* **GOAL**
Show every line of the material below that contains the word "ceiling", copying each line in full. Case counts.

* **PROVIDED DATA**
--------------------------------------------------

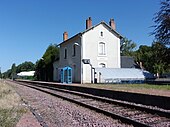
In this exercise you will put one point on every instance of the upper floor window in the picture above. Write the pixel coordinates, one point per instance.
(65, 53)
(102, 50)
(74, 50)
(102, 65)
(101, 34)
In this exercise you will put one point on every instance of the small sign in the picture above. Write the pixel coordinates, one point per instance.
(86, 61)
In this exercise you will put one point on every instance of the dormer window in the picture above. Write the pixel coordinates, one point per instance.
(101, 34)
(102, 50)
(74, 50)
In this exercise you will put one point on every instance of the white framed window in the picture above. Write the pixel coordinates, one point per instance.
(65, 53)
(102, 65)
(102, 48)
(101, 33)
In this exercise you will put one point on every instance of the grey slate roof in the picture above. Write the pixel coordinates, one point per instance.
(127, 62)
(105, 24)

--------------------------------------------------

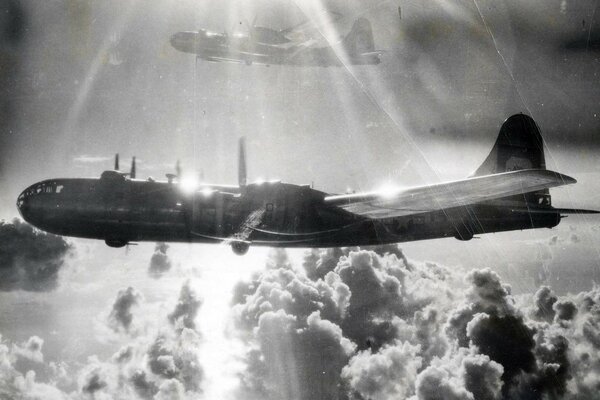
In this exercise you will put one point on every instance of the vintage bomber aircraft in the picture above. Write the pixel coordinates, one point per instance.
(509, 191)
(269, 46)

--------------------------------------------------

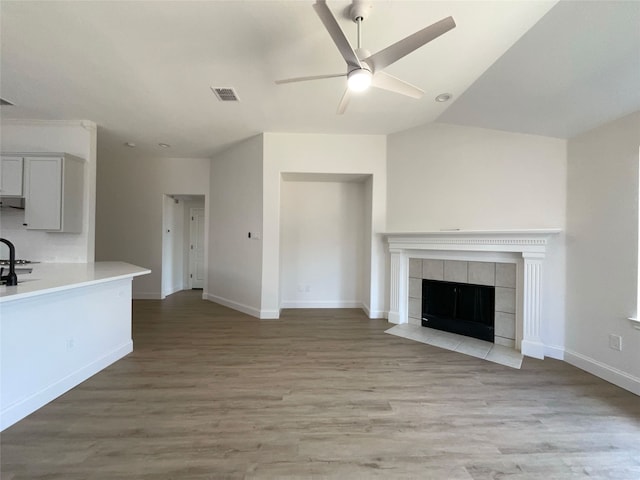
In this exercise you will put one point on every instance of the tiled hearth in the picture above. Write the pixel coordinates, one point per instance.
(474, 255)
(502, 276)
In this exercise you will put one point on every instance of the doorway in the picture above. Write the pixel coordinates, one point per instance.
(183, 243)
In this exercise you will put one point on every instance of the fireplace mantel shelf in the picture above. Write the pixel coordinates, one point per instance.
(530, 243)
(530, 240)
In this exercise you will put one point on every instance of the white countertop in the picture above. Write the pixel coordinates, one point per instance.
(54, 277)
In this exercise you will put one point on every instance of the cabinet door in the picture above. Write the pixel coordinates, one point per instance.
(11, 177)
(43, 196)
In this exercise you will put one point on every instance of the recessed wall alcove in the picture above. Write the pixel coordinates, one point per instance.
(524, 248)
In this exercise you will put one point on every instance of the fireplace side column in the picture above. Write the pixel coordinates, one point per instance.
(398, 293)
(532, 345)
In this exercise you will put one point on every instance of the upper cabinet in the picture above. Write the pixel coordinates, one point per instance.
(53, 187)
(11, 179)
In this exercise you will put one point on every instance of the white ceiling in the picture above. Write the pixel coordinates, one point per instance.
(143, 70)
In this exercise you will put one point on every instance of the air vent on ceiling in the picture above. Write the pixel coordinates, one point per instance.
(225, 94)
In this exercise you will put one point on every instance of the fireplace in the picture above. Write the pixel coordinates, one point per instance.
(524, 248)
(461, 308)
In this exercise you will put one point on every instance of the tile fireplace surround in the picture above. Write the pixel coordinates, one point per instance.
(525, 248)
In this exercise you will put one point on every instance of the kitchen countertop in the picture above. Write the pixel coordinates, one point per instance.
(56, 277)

--------------------------------------------------

* **REPLY TO THE EXERCISE**
In this exercise you will put one point on every instance of the white ceiling in the picture above. Write the pixel coordinates, one point per instance.
In this exercise you will put one point on every instance of the air vent on ceiling in the picture above. Write the pixel coordinates, one point per instance.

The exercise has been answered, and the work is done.